Extracted data entries:
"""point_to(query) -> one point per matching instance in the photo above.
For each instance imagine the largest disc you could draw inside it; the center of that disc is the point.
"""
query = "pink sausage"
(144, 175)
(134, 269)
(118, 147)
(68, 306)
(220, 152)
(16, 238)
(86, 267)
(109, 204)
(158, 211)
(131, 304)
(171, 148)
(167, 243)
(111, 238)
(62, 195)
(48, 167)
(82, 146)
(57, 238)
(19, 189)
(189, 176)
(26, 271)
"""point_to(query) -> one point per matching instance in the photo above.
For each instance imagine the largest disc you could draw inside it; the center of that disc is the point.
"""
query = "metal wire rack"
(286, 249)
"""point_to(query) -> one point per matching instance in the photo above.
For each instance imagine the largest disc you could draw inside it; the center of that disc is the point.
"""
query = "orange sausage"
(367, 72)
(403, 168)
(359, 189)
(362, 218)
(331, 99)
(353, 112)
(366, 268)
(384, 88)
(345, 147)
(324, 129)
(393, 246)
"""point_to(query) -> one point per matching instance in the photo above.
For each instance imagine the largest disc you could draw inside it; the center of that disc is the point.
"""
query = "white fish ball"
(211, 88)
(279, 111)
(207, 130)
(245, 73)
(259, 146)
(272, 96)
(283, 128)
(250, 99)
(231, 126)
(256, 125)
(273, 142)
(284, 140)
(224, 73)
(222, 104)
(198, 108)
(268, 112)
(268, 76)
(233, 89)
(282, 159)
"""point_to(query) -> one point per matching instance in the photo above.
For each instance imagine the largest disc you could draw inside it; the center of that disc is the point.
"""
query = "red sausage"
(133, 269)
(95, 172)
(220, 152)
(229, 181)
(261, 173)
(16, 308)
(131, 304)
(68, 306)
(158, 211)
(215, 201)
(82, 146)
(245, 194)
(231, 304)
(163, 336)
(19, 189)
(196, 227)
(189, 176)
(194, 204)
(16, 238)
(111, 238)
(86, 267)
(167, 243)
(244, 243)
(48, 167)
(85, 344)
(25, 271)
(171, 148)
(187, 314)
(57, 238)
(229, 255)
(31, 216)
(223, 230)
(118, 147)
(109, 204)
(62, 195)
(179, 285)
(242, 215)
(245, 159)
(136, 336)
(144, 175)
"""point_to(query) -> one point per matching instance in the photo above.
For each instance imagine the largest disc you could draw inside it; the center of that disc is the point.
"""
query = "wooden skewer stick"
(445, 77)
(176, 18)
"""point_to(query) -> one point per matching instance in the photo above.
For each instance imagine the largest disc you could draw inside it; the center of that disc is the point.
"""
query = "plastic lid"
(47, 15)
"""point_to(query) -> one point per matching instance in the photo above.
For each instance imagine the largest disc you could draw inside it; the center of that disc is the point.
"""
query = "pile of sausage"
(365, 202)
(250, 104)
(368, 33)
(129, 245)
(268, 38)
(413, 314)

### What you are asked to do
Each entry is to be retyped precisely as it stands.

### Written solution
"""point_to(query) -> one point per matching instance in the photo above.
For each instance imagine the largest disc you could draw inside it; the center of that disc is the point.
"""
query = "pink sausage"
(144, 175)
(134, 269)
(118, 147)
(68, 306)
(220, 152)
(16, 238)
(86, 267)
(109, 204)
(158, 211)
(131, 304)
(171, 148)
(167, 243)
(111, 238)
(62, 195)
(48, 167)
(82, 146)
(57, 238)
(19, 189)
(189, 176)
(26, 271)
"""point_to(query) -> one point per matching instance in the photo above.
For each instance imagine the largest disc you could draw inside it; the center of that disc is the point.
"""
query = "metal wire rack"
(286, 249)
"""point_to(query) -> one point per matching instance in the photo above.
For each instance imagine the largest disc you could draw inside it; the center of that disc is the point.
"""
query = "orange sausage"
(367, 72)
(403, 168)
(359, 189)
(362, 218)
(331, 99)
(353, 112)
(366, 268)
(384, 88)
(345, 147)
(324, 129)
(393, 246)
"""point_to(query) -> one point per matching instance in the photo above.
For each instance imagine the largest disc you could draw inside it; the center of that disc is the point.
"""
query = "white fish ball"
(211, 88)
(279, 111)
(207, 130)
(245, 73)
(259, 146)
(272, 96)
(283, 128)
(250, 99)
(231, 126)
(256, 125)
(273, 142)
(284, 140)
(224, 73)
(222, 104)
(198, 108)
(268, 112)
(268, 76)
(233, 89)
(282, 159)
"""point_to(query) -> one point per matching instance in the photo above.
For each instance imagine the largest disc you could draw inside it; the center of that disc is the point.
"""
query = "red sausage"
(133, 269)
(95, 172)
(220, 152)
(229, 181)
(261, 173)
(16, 308)
(131, 304)
(68, 306)
(158, 211)
(215, 201)
(82, 146)
(245, 194)
(231, 304)
(163, 336)
(19, 189)
(196, 227)
(189, 176)
(194, 204)
(16, 238)
(111, 238)
(86, 267)
(167, 243)
(244, 243)
(48, 167)
(85, 344)
(25, 271)
(171, 148)
(187, 314)
(57, 238)
(229, 255)
(31, 216)
(223, 230)
(118, 147)
(109, 204)
(62, 195)
(179, 285)
(242, 215)
(245, 159)
(136, 336)
(144, 175)
"""point_to(query) -> one point per matching instance in the photo above.
For each instance imagine the largest disc you could draw inside it; the center of that disc is the point.
"""
query = "wooden skewer stick"
(445, 77)
(176, 18)
"""point_to(query) -> one point per matching instance in the photo above.
For each instance imagine the largest disc you could draw inside it; the center of that disc is the point.
"""
query = "plastic lid"
(47, 15)
"""point_to(query) -> one point per matching instance in the photo above.
For each instance imagine the largest disc you could draw inside it; the center of that disc is the point.
"""
query = "pile of sausage"
(365, 202)
(250, 104)
(368, 33)
(129, 245)
(268, 38)
(413, 314)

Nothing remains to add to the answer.